═════ MATERIAL FOR THIS EXERCISE ═════

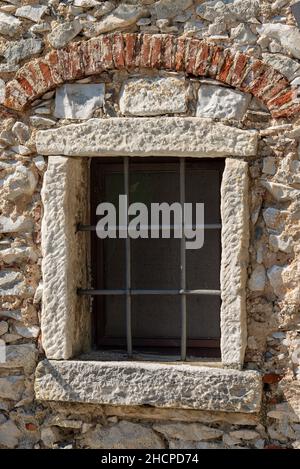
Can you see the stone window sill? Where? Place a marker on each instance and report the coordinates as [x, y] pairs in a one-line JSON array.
[[132, 383]]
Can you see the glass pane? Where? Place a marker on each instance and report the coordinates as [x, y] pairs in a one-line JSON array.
[[115, 321], [156, 317], [203, 186], [155, 262], [203, 317], [203, 265]]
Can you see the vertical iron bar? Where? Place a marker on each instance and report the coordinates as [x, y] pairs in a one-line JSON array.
[[183, 263], [128, 261]]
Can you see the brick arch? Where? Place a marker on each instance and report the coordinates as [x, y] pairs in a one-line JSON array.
[[163, 52]]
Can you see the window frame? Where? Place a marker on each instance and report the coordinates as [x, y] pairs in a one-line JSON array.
[[202, 347]]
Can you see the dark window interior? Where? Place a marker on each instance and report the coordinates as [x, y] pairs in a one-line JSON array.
[[155, 263]]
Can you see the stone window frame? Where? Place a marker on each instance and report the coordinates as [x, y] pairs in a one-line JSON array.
[[65, 319]]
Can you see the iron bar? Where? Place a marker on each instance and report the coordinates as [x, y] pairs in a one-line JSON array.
[[183, 264], [136, 292], [128, 267]]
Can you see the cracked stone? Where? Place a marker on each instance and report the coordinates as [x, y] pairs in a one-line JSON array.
[[64, 33], [16, 51], [153, 96], [78, 101], [12, 387], [9, 25], [287, 36], [123, 435], [122, 17], [32, 12], [221, 103], [186, 431], [258, 279]]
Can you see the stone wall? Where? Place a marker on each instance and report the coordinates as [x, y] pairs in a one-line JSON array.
[[235, 62]]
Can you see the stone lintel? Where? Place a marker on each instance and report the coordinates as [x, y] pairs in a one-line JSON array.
[[167, 136], [159, 385]]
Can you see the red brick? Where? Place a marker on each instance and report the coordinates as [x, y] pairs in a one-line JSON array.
[[287, 112], [216, 61], [272, 378], [156, 51], [191, 50], [279, 101], [274, 88], [225, 71], [106, 52], [180, 54], [145, 54], [238, 70], [130, 40], [168, 56], [203, 59], [118, 49]]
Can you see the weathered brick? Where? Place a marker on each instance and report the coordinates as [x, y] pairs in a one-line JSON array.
[[156, 50], [180, 54], [225, 71], [130, 40], [118, 50], [216, 61], [145, 54], [287, 112], [274, 87], [285, 98], [256, 69], [239, 68], [168, 55], [203, 59], [191, 49]]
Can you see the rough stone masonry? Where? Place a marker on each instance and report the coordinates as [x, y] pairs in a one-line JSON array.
[[234, 64]]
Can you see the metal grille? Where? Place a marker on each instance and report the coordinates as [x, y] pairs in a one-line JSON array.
[[129, 292]]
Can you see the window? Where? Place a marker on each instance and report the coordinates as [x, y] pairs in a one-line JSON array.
[[153, 295]]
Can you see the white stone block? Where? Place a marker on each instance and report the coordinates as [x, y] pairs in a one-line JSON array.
[[222, 103], [153, 96], [78, 101]]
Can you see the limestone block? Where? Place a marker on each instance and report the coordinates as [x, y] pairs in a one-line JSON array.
[[15, 51], [170, 8], [258, 279], [64, 33], [140, 383], [287, 66], [9, 25], [186, 431], [19, 184], [20, 224], [9, 434], [31, 12], [12, 283], [222, 103], [65, 330], [122, 17], [169, 136], [12, 387], [288, 36], [78, 101], [123, 435], [20, 356], [153, 96], [235, 242]]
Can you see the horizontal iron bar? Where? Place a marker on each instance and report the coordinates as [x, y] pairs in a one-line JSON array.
[[134, 292], [81, 227]]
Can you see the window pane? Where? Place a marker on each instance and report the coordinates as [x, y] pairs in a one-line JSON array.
[[203, 265], [156, 317], [203, 316], [203, 186]]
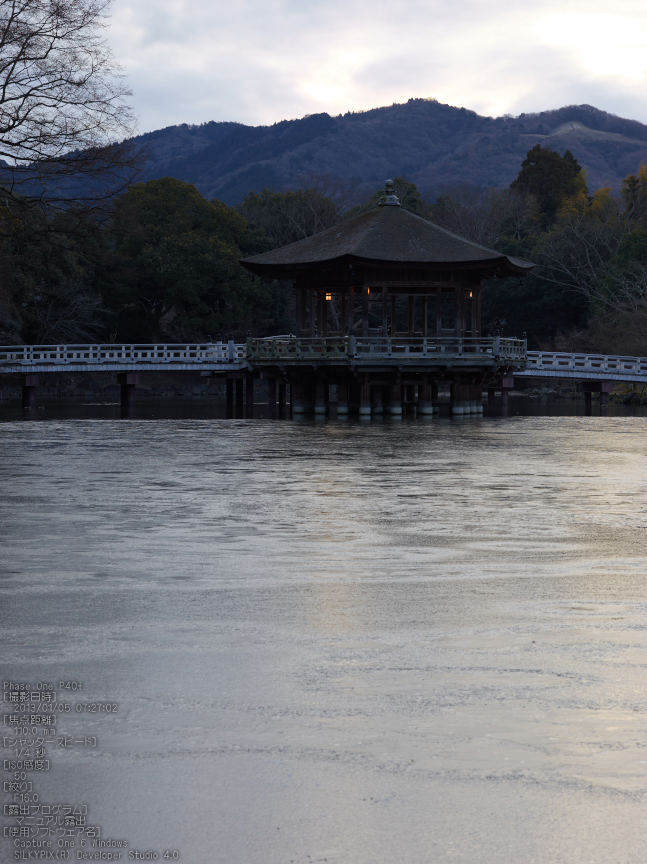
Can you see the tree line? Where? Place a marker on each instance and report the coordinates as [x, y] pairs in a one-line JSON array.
[[165, 266], [87, 256]]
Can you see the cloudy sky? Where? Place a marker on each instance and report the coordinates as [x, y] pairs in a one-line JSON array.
[[261, 61]]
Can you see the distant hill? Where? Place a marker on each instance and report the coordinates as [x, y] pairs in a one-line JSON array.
[[436, 146]]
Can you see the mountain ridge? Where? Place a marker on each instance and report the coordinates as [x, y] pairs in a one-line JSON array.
[[434, 145]]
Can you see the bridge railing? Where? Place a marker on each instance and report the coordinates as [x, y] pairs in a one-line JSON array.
[[70, 355], [384, 347], [296, 348], [560, 361]]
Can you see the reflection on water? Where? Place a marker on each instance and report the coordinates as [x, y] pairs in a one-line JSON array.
[[413, 641]]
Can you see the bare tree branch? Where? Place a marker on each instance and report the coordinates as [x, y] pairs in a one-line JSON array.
[[63, 105]]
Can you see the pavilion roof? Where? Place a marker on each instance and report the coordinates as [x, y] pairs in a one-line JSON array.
[[383, 235]]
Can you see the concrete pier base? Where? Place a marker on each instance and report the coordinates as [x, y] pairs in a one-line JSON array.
[[395, 408], [29, 389]]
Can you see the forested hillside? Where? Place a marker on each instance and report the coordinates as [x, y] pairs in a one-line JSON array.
[[435, 146]]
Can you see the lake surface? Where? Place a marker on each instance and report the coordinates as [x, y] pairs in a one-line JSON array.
[[357, 643]]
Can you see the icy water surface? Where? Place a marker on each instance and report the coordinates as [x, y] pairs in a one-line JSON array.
[[357, 644]]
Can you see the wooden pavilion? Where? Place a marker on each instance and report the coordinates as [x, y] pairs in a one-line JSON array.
[[382, 295]]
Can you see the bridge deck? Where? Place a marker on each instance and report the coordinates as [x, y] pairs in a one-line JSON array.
[[291, 352]]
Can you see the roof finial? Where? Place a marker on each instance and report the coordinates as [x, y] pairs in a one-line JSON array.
[[389, 197]]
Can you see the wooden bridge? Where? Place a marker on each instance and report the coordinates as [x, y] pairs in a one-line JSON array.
[[384, 369], [355, 351]]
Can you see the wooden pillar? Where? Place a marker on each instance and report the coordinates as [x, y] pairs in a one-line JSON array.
[[384, 315], [350, 310], [281, 400], [365, 397], [396, 400], [298, 399], [476, 312], [128, 382], [323, 314], [313, 312], [457, 398], [299, 310], [342, 399], [377, 406], [459, 299], [249, 397], [365, 310], [29, 386], [425, 402], [321, 388], [238, 387], [271, 398], [229, 398], [604, 402]]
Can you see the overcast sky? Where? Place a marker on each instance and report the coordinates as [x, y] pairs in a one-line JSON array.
[[261, 61]]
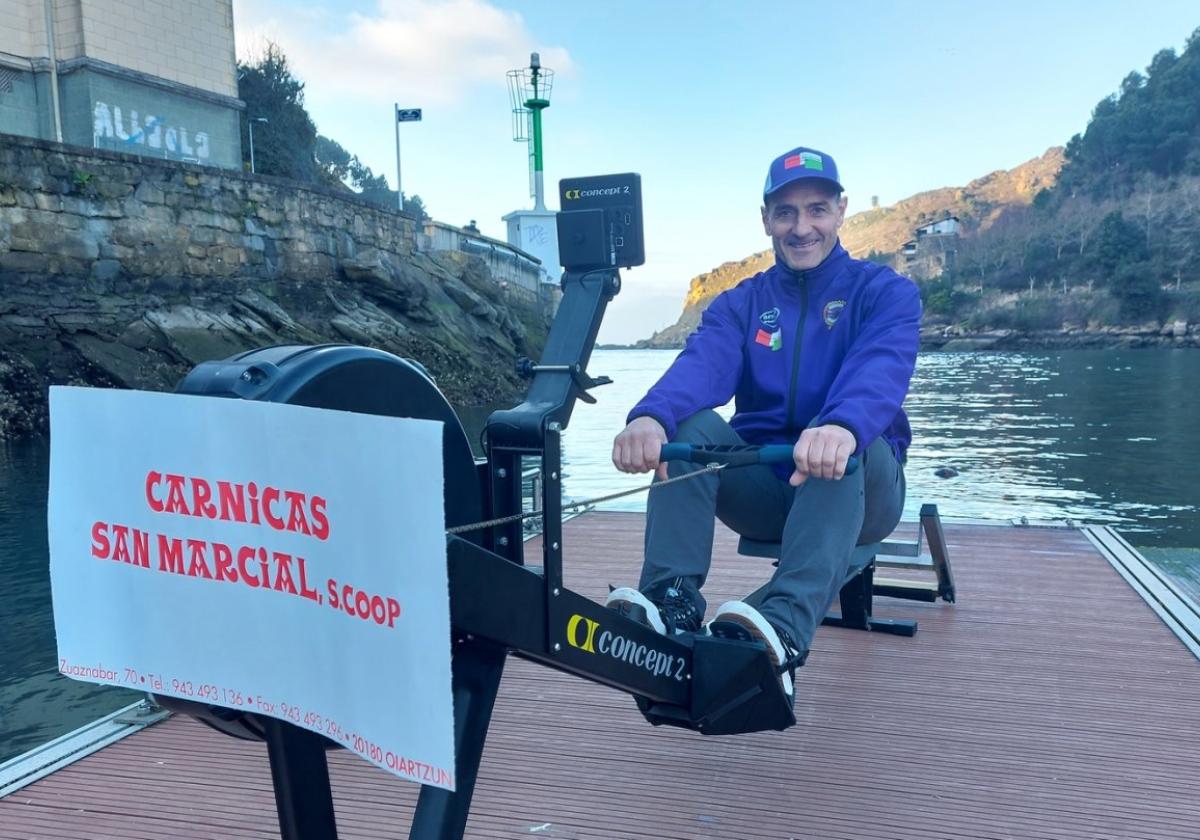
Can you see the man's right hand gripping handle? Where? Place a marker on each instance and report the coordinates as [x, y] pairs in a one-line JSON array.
[[636, 449]]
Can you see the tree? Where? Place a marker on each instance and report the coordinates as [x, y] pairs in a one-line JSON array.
[[288, 144], [285, 145], [1119, 244]]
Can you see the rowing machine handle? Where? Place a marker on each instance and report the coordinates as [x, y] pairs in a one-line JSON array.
[[736, 456]]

═════

ABOUT THIS TASK | With the pictures left out, return each entry exactly as written.

REPLY |
Can you see the stone window sill? Where? Place a marker on each instance and report the coordinates as [x, y] pairs in a one-line JSON array.
[[132, 383]]
Can you see the glass pane? Where? Place a marker on each instance and report the coordinates as [x, y] pairs in a one-line JSON array.
[[115, 321], [156, 317], [203, 186], [155, 262], [203, 317], [203, 265]]
Can you see the vertical iron bar? Where? Place a marker on each instance and report the coordinates as [x, y] pairs in a one-line JSON array.
[[183, 263], [128, 261]]
Can you see the brick arch? Where? Place a marker on each instance and report the coordinates as [x, y] pairs in a one-line JSON array.
[[163, 52]]
Can you see the window frame? Where? Place a marker on each instance and report the coordinates as [x, y] pairs in a one-line JSON array.
[[202, 347]]
Can you see the dark window interior? Where? Place a marker on each instance and report the coordinates as [x, y] pairs in a one-line JSON array.
[[155, 263]]
Can you see the stone window frame? Where? Place a marker on each instance and report the coordinates as [x, y] pairs in a one-line JSON array.
[[65, 319]]
Can you see the iron bar? Where? Place a marker on each instance and report the coordinates as [x, y] pairs in a one-line JSON array.
[[183, 264], [136, 292], [128, 267]]
Can you see the cracked stone? Where? Place a marker on each instance and report the coordinates as [x, y] pairs in a one-line JSON array.
[[64, 33], [16, 51], [153, 96], [78, 101], [12, 387], [9, 25], [287, 36], [123, 435], [122, 17], [32, 12], [221, 103], [186, 431], [258, 279]]
Can you see the stone wall? Where? Place a marker on each instance and report the coordinates as [x, y] pairs in a one-line JSON array.
[[235, 62]]
Can you see the stone lintel? Where? Place a marker on each instance and report the coordinates as [x, y] pairs in a one-line JSON array.
[[167, 136], [159, 385]]
Can you see the red brick? Where? Place a marker on each instance and report the coordinates as [x, y] pairs in a one-line JSON array.
[[287, 112], [216, 61], [272, 378], [156, 51], [191, 50], [279, 101], [274, 88], [225, 71], [106, 52], [180, 54], [145, 54], [238, 70], [130, 40], [168, 56], [203, 59], [118, 49]]
Can you see the weathered brick? Where? Place a marker on each instance and report the coordinates as [x, y] pairs in a one-line JSON array.
[[156, 50], [180, 54], [225, 71], [130, 40], [118, 50], [216, 61], [145, 54], [287, 112], [274, 87], [285, 98], [256, 69], [239, 68], [168, 55], [203, 59], [191, 49]]
Can you see the rough stone masonry? Where? Place a marker on each instance and report the coordinates as [x, y] pairs in a one-line JSON array.
[[234, 64]]
Can you see the metal grille? Where? Place a marker on each instance and report the coordinates as [x, y] pairs in a one-line JSON array.
[[129, 292]]
Can you see the window? Where? Place a marker on each instance and report the coordinates as [x, y] pairs in a one-line JSON array.
[[153, 295]]
Can you see the white stone block? Where? Place a marker on each instance and report the coordinates as [x, y] pairs in a one-line JSON array.
[[222, 103], [153, 96], [78, 101]]
Can you see the limestone block? Where? Place a marker on each instance and report the coordinates as [x, y] pairs in a one-line JSON array.
[[15, 51], [170, 8], [258, 279], [64, 33], [140, 383], [287, 66], [9, 25], [186, 431], [19, 184], [20, 224], [9, 434], [31, 12], [12, 283], [222, 103], [65, 330], [122, 17], [169, 136], [12, 387], [288, 36], [78, 101], [123, 435], [20, 356], [153, 96], [235, 242]]
Can you see the horizontal iron bar? Where? Place a marker on each instance and report the coordinates as [x, y] pairs in a one-line JSON array.
[[134, 292], [81, 227]]
Can you see the window pane? Where? Place a marker on each instance and report the coordinates as [x, y] pairs in a one-line JSON array.
[[203, 265], [156, 317], [203, 316], [203, 186]]
Can you see the tree line? Where? Place a marker on each instance and report the coordinates as [x, y] pairs in a one-line JSON array.
[[165, 266], [87, 256]]
Can you see the cloudy sky? Where? Place a marker on each instance and report the coordinates as [x, y] pairs in a one-line JSON array.
[[261, 61]]
Can you see the distant hill? Where? Place a marker on each instance and report the coordinates as [x, y] pairs in a one-line JSON array.
[[436, 146]]
Can you see the mountain ridge? Where? Place a marker on each instance and report the coordinates as [x, y] pairs in a one-line JSON array.
[[434, 145]]
Can you see the bridge railing? Where? Place a marker on each instance and report the coordinates as [x, y] pairs in a one-line JSON array.
[[70, 355], [384, 347], [296, 348], [560, 361]]
Can you see the reflection on water? Where? Place a marker on each instance and report the coordinates as [x, y] pairs in a one-line JSON array.
[[413, 641]]
Can you see the bare tree branch? Where? Place a marker on each instance and report the coordinates as [x, y] pairs in a one-line JSON array.
[[63, 105]]
Can you see the pavilion roof? Where? Place a marker on each instance and report the coordinates as [x, y] pairs in a one-line JSON array.
[[383, 235]]
Can you see the concrete pier base? Where? Place a marker on each instance and report the coordinates as [x, y] pairs in a one-line JSON array.
[[395, 408], [29, 389]]
Can you see the forested hillside? Where? Place a marker on each instance and report the coordinates as [x, y] pairs in a one-line JSON array.
[[435, 146]]
Can you see the lake surface? Where? Place a marker on each instance and report the coordinates as [x, y] pairs in a one-line JSON array.
[[357, 643]]
Can you see the icy water surface? Where? Place a marker on each instance and report the coordinates as [x, y] pairs in a one-line JSON array.
[[357, 644]]
Can you see the wooden pavilion? Where? Place a marker on each instance and report the coordinates as [x, y] pairs in a one-line JSON array.
[[382, 295]]
Can you see the bridge deck? Where? Place a marker on each instance and report the coordinates as [x, y] pairs in a one-line JSON array.
[[291, 352]]
Can you see the roof finial? Where? Place a marker on each instance and report the coordinates as [x, y] pairs in a one-line JSON array.
[[389, 197]]
Can you see the wooden bridge? Where? Place a marker on each instance and report the coordinates as [x, y] pairs in a one-line JSON array.
[[384, 369], [355, 351]]
Can you see the wooden pillar? Where? Place a marker on each instance and report the coordinates as [x, y] pairs in a one-line JSON array.
[[384, 315], [350, 310], [281, 400], [365, 397], [396, 400], [298, 399], [476, 312], [128, 382], [323, 314], [313, 312], [457, 398], [299, 310], [342, 399], [377, 406], [459, 299], [249, 397], [365, 310], [29, 386], [425, 402], [321, 388], [238, 387], [271, 398], [229, 398], [604, 402]]
Can you see the overcast sky? Where? Place a marker on each instance and report the coordinates as [x, y] pairs in a one-line JSON array.
[[261, 61]]
Can you see the man's right hand gripping handle? Where? Place a marker on each instance and report the coordinates as [x, y] pairs in a one-line JSON array.
[[636, 449]]
Can you see the tree? Where? Place a marker on each instance and report the coordinates as [x, y] pairs in a one-line JSON array.
[[288, 144], [285, 145], [1119, 244]]
Can you see the rowing machine handle? Where? Place a marker on each instance and report the coordinates as [x, y] pairs in a one-line JSON array.
[[736, 456]]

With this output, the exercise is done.